Broadly speaking, choosing a school is not a process you can use trial and error to improve on. Most families don’t want to move their kids around a lot of different schools. So how do you get a sense of how good a school is from the outside? University entrance results are one obvious place to start, and high-fee schools tend to sell hard on their high marks.

But if you’re only interested in academic achievement, the results from most of the 30-odd Australian studies since 2000 suggest that private schools are no better at progressing students’ learning than state schools, once you’ve controlled for socioeconomic background. That’s also been the case for Australia’s results in the past three Pisa tests, the OECD’s international comparison test for student learning.

“On average private schools superficially appear to achieve higher student outcomes,” concedes education researcher and public schools advocate Trevor Cobbold. “But public schools enrol the vast majority of disadvantaged students … and this is what largely accounts for differences in school outcomes.”

The Grattan Institute’s yet-to-be released study of five years of Naplan results contrasted students’ progress between Naplan tests rather than the raw scores, because it says that is the best measure of what value a school is adding. Comparing like with like schools by socioeconomic background across sectors, it found there is no significant learning advantage conferred by private schools.

■ **Given exercise 1**
In the records, take the part from the start through the line containing "[327,201,400,271]", swap "metal barrier" for "steel fence", and write those lines out again with nothing else changed.

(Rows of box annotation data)
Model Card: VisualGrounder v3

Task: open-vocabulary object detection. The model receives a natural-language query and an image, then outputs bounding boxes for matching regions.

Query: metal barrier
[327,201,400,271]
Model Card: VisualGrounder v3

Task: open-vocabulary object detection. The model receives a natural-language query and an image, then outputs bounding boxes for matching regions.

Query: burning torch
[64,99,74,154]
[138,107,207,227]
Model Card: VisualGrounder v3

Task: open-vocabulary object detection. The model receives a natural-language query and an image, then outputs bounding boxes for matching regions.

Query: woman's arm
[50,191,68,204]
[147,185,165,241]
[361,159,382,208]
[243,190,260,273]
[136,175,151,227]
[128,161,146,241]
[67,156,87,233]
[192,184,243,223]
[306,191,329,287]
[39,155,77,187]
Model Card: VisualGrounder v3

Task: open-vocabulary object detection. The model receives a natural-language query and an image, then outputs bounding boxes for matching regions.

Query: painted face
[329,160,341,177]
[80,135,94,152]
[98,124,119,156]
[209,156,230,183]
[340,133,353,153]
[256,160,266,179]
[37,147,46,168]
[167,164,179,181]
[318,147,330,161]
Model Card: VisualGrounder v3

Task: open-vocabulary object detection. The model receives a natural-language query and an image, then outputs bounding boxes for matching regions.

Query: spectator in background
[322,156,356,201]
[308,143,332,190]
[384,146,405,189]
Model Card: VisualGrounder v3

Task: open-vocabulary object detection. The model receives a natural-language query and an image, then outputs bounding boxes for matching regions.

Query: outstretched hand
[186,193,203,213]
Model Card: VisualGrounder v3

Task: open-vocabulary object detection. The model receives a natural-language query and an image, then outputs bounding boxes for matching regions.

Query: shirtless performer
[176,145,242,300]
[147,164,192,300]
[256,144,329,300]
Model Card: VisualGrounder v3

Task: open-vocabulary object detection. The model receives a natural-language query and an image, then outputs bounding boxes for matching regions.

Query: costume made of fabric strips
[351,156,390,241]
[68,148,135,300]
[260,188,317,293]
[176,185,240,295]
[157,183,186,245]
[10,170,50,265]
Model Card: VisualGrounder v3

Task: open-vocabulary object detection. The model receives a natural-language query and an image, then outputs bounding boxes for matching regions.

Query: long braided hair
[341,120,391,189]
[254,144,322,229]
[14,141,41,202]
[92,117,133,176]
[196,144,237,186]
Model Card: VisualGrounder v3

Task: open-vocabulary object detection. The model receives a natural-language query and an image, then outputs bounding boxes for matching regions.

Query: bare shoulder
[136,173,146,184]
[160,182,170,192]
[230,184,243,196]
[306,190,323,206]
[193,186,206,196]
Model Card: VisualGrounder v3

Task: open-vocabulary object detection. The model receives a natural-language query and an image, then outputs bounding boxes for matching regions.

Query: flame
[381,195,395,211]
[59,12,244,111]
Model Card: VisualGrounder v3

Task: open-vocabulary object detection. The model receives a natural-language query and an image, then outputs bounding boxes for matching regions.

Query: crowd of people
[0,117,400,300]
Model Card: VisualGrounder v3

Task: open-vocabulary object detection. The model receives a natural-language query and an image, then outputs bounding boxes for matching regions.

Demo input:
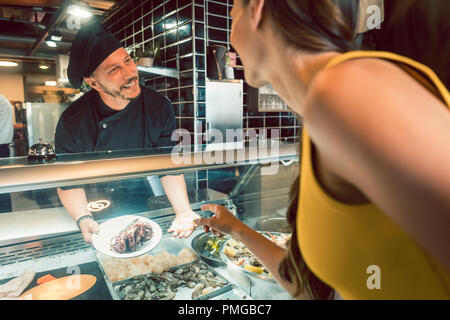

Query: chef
[55,21,198,243]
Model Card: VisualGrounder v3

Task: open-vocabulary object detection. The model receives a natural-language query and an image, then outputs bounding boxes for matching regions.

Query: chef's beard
[97,77,139,101]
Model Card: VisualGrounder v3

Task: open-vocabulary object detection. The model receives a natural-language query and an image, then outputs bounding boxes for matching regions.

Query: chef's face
[86,48,141,100]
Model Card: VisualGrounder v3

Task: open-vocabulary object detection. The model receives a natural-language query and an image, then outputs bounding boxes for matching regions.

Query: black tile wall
[205,0,302,141]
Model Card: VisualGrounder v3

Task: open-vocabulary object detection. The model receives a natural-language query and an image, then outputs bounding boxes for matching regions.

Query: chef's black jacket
[55,87,176,216]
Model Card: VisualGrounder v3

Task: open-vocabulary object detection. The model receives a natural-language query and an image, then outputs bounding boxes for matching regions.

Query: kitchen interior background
[100,0,301,148]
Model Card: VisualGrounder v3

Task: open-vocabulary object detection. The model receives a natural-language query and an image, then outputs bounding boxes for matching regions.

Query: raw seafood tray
[98,259,234,300]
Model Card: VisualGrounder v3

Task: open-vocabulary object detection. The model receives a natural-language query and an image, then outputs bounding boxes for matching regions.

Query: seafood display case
[0,143,298,300]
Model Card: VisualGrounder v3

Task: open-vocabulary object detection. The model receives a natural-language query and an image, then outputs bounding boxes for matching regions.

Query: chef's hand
[80,219,100,244]
[167,210,200,239]
[194,204,243,236]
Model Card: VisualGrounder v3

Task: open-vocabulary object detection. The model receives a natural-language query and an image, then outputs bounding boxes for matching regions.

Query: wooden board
[20,274,97,300]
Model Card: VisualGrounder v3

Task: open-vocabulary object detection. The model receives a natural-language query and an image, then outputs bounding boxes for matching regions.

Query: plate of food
[220,232,291,280]
[92,216,162,258]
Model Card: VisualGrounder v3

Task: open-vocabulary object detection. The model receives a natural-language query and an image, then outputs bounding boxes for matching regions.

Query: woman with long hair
[196,0,450,299]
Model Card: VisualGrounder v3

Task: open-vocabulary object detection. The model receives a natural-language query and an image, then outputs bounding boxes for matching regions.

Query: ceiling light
[50,31,62,42]
[0,61,19,67]
[67,4,92,18]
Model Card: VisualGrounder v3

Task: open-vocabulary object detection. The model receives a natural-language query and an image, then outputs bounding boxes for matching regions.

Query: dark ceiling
[0,0,123,61]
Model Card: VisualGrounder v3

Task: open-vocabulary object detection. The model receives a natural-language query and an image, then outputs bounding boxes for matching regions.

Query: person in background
[55,21,199,243]
[0,94,14,212]
[194,0,450,299]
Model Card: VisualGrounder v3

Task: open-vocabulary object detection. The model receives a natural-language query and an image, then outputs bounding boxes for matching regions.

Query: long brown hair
[242,0,450,299]
[372,0,450,88]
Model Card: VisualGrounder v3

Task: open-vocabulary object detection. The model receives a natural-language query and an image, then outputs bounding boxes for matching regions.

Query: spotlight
[45,40,56,48]
[67,4,92,18]
[0,61,19,67]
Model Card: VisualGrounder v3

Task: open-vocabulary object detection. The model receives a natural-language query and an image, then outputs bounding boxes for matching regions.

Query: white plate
[92,216,162,258]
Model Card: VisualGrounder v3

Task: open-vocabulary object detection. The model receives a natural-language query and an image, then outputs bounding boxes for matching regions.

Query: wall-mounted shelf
[138,66,180,79]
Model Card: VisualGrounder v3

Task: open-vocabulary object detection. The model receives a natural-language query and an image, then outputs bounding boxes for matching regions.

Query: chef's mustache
[120,77,139,89]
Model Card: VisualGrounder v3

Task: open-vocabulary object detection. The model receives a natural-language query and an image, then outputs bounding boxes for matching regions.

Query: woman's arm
[195,204,310,300]
[304,59,450,269]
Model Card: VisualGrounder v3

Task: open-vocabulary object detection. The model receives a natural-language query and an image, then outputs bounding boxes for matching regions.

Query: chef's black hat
[67,21,122,88]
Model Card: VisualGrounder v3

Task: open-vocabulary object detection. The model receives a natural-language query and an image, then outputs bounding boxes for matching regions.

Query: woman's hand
[194,204,244,237]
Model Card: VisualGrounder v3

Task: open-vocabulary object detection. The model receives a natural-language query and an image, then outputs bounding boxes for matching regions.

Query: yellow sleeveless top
[297,51,450,300]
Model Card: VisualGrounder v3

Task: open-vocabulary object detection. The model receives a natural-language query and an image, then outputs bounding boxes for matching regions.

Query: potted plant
[136,42,161,67]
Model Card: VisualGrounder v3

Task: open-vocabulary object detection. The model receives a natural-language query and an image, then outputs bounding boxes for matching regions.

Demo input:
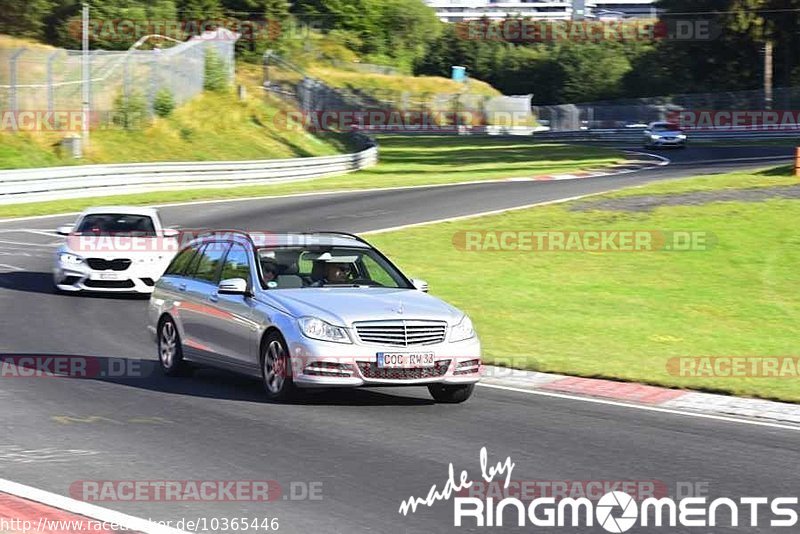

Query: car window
[220,244,250,282]
[257,245,411,289]
[361,256,398,287]
[75,213,156,237]
[164,245,197,276]
[194,241,229,283]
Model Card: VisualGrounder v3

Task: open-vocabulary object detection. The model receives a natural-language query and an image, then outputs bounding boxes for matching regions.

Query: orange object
[794,146,800,176]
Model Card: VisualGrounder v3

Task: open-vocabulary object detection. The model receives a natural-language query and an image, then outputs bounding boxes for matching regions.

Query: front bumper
[53,261,163,294]
[649,137,686,146]
[287,337,483,387]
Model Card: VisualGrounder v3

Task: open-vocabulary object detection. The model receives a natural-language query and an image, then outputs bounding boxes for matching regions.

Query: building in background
[425,0,656,22]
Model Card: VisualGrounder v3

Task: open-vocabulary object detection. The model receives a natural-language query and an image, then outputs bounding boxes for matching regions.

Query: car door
[179,241,230,363]
[200,243,259,373]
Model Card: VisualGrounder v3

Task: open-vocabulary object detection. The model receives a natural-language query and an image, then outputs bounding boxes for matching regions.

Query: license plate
[378,352,435,369]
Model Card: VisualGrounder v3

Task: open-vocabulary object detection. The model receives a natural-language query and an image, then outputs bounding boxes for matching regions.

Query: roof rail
[195,229,253,243]
[303,230,372,246]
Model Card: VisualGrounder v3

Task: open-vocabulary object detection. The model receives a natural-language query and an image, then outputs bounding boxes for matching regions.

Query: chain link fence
[0,29,238,124]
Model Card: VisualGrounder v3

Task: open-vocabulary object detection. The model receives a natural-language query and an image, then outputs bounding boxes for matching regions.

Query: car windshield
[258,246,413,289]
[653,124,681,132]
[75,213,156,237]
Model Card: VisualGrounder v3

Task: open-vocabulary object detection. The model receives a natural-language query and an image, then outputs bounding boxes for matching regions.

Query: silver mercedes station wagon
[148,231,482,403]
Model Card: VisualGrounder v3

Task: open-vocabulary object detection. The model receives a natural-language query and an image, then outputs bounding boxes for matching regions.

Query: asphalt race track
[0,146,800,533]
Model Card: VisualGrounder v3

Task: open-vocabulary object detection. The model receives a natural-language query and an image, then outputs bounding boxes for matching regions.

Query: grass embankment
[370,168,800,402]
[309,67,502,96]
[0,136,622,218]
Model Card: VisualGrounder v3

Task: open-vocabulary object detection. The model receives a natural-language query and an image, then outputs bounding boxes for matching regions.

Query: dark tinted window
[164,246,197,275]
[194,241,228,282]
[220,245,250,282]
[76,213,156,237]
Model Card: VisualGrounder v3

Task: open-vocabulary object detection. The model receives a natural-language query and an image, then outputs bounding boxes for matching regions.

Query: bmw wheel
[261,332,297,401]
[428,384,475,404]
[158,317,187,376]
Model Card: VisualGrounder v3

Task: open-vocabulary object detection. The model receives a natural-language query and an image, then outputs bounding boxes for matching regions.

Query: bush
[153,89,175,117]
[203,48,228,92]
[113,92,147,130]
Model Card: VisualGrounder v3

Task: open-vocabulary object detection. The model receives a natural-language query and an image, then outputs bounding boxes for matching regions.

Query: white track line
[0,478,186,534]
[478,382,800,432]
[358,189,615,235]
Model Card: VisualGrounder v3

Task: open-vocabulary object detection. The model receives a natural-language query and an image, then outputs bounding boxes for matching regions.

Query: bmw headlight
[298,317,352,343]
[450,315,475,341]
[58,252,83,265]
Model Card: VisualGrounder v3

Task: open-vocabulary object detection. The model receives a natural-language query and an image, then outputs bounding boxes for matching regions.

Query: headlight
[58,252,83,265]
[450,315,475,341]
[298,317,352,343]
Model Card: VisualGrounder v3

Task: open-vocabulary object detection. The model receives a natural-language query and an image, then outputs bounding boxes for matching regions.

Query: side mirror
[217,278,248,295]
[411,278,428,293]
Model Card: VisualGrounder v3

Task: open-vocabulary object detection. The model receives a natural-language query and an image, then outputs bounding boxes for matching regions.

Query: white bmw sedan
[53,206,178,293]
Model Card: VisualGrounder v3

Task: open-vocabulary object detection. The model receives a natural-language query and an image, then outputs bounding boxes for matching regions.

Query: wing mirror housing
[411,278,428,293]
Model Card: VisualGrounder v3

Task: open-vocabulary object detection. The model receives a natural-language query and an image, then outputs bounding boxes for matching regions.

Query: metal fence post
[47,52,59,112]
[8,48,28,113]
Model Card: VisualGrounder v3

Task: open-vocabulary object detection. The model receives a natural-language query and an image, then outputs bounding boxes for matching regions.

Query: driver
[324,262,350,284]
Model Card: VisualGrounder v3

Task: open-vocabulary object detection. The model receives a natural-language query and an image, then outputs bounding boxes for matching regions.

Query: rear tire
[428,384,475,404]
[261,332,298,401]
[158,317,188,376]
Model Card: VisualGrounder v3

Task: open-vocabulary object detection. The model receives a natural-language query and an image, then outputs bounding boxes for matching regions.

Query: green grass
[0,93,348,169]
[606,165,800,198]
[0,136,622,222]
[370,165,800,402]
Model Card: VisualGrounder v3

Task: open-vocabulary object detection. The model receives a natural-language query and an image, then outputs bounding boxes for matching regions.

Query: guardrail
[0,139,378,205]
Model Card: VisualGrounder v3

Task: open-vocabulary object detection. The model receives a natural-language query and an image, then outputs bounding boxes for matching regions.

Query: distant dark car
[644,122,688,148]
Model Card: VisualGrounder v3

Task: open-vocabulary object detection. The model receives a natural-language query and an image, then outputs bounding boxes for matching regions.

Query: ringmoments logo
[398,447,798,533]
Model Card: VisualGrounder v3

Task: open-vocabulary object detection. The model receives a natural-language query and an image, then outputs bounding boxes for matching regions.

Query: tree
[0,0,54,38]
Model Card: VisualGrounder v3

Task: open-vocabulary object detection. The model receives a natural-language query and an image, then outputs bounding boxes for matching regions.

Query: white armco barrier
[0,144,378,205]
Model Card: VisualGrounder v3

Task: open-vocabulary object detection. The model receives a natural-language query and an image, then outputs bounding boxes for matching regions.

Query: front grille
[83,280,135,289]
[354,320,447,347]
[358,360,450,380]
[86,258,131,271]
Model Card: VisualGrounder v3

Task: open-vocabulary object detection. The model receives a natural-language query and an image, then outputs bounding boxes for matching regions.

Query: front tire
[261,332,297,401]
[158,317,187,376]
[428,384,475,404]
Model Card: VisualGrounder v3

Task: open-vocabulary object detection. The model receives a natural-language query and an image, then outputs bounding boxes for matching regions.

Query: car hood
[56,241,177,261]
[264,287,464,326]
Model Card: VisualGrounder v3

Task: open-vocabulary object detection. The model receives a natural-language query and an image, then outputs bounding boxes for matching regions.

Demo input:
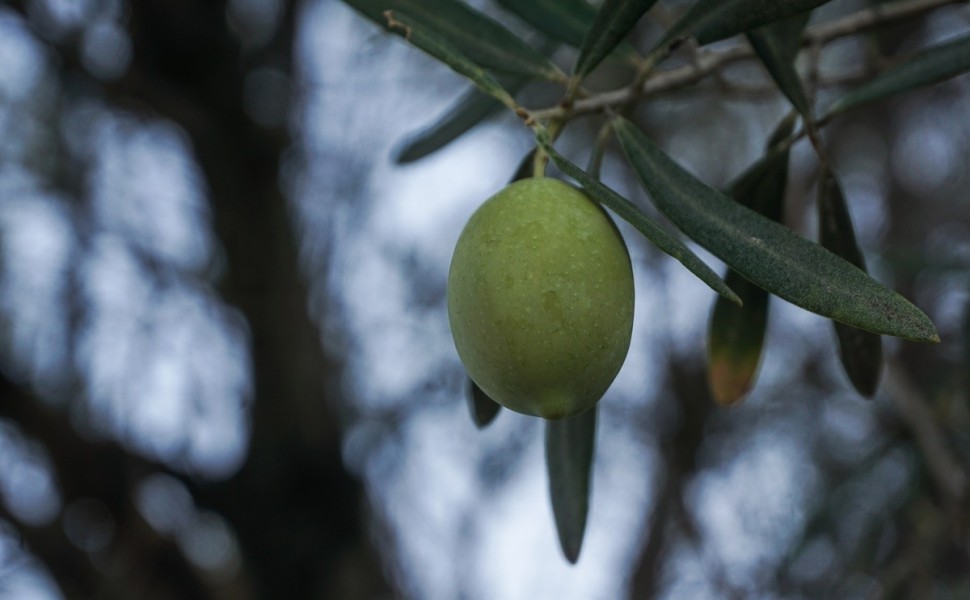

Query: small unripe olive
[448,178,633,419]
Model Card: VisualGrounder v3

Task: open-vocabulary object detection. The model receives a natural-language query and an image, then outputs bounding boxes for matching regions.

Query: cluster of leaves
[345,0,970,562]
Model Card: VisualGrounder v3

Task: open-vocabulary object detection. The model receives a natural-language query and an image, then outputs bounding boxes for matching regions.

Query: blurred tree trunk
[4,0,388,600]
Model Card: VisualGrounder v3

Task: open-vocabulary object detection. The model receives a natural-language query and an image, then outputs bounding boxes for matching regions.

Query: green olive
[448,178,633,419]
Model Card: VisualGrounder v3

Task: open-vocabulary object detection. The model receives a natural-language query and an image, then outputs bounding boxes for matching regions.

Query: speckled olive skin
[448,178,633,419]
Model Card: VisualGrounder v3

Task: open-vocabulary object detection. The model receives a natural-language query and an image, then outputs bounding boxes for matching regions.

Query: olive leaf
[651,0,830,54]
[818,168,882,397]
[746,12,811,120]
[384,11,517,110]
[825,35,970,119]
[707,118,794,406]
[344,0,565,81]
[536,135,741,304]
[396,77,529,164]
[466,377,502,429]
[573,0,657,81]
[613,117,939,342]
[498,0,638,61]
[546,406,597,563]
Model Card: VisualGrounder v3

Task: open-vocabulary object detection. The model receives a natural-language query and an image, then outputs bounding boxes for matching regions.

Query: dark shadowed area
[0,0,970,600]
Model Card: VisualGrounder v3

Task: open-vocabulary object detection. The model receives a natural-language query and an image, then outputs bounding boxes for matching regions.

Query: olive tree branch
[531,0,968,120]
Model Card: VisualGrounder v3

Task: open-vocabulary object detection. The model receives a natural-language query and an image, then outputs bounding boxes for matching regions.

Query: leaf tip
[383,10,411,41]
[559,538,583,565]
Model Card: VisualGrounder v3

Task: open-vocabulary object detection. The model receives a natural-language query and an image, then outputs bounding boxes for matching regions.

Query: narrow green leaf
[651,0,830,54]
[747,12,811,120]
[613,118,939,342]
[396,77,529,164]
[573,0,657,81]
[546,406,597,563]
[344,0,565,81]
[385,11,516,109]
[818,169,882,397]
[466,379,502,429]
[537,138,741,304]
[707,269,770,406]
[498,0,638,61]
[826,35,970,118]
[498,0,596,47]
[707,136,794,406]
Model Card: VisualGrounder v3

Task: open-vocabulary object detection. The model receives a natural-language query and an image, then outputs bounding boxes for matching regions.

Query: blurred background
[0,0,970,600]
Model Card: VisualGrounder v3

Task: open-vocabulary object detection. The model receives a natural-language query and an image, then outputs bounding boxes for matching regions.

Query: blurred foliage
[0,0,970,600]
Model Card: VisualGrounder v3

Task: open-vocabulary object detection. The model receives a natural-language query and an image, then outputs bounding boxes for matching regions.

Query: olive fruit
[448,178,633,419]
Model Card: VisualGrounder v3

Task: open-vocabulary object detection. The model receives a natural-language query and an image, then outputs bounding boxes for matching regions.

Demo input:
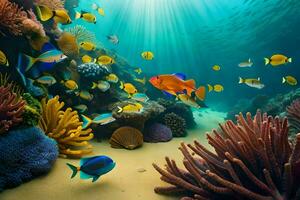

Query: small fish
[134,68,143,74]
[120,81,137,98]
[37,6,72,25]
[35,75,56,86]
[134,77,146,85]
[75,11,97,24]
[61,80,78,91]
[67,156,116,182]
[106,35,119,44]
[97,56,115,65]
[74,104,88,113]
[212,65,221,71]
[81,55,96,63]
[81,113,116,129]
[239,77,265,89]
[80,42,96,51]
[131,93,149,102]
[75,90,94,101]
[105,74,119,83]
[282,76,298,86]
[265,54,292,67]
[141,51,154,60]
[118,103,143,113]
[0,51,9,67]
[92,81,110,92]
[238,58,253,67]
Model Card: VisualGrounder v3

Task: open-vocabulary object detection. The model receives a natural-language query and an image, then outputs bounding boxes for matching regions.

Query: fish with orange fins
[149,73,206,101]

■ **Given exercise 2**
In the passage on choosing a school, what did the Grattan Institute's study of Naplan results compare instead of raw scores?

■ **Expected answer 1**
Model Card: VisualGrounder v3

Task: open-vocabulary object detection. The model receives a natural-language query and an image, then outputs bounding boxes for matching regions.

Query: steel fence
[327,201,400,271]

■ **Expected answer 2**
Students' progress between Naplan tests.